Lay out the entries as a Markdown table with the columns "Row" and "Text", from the line containing "Subject: yellow pillar candle" through the end of the entries. Number each line in Row, put the line itself in Text, and leave out blank lines.
_ _ _ _ _ _ _
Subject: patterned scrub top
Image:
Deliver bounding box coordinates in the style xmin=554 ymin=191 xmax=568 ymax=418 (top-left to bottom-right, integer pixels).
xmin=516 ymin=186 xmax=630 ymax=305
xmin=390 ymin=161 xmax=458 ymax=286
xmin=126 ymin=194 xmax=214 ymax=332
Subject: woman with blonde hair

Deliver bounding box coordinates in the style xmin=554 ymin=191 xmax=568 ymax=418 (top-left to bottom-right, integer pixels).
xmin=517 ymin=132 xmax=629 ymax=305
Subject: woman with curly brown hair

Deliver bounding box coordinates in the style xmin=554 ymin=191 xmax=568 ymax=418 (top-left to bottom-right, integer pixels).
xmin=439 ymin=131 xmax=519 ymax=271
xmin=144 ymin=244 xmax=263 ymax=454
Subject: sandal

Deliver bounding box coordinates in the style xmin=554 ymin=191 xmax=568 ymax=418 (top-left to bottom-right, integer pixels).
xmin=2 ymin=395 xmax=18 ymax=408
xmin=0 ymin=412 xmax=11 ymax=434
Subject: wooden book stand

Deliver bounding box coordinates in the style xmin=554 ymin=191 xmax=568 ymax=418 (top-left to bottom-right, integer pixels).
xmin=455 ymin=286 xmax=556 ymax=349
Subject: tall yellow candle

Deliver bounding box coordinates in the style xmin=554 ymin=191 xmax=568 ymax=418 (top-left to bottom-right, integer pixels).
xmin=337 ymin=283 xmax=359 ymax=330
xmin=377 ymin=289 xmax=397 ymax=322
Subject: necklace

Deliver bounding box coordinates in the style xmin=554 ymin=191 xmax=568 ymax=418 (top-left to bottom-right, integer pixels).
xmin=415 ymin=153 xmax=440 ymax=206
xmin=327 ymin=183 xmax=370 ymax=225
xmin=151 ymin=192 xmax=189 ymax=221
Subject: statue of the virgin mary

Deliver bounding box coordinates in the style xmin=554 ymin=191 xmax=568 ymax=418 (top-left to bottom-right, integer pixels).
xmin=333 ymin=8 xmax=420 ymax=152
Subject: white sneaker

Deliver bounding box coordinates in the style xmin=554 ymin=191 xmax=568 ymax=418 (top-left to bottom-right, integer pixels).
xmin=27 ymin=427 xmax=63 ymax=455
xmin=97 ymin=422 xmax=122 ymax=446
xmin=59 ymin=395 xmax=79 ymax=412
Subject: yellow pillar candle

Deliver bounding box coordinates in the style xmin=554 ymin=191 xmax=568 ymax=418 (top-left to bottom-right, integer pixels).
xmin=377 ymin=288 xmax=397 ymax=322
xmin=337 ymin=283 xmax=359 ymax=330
_ _ _ _ _ _ _
**Answer to the problem**
| Row | Text |
|---|---|
| 1 | Subject: yellow pillar candle |
| 2 | Deliver bounding box coordinates in the style xmin=554 ymin=191 xmax=568 ymax=418 (top-left to bottom-right, integer pixels). |
| 3 | xmin=377 ymin=288 xmax=397 ymax=322 |
| 4 | xmin=337 ymin=283 xmax=359 ymax=330 |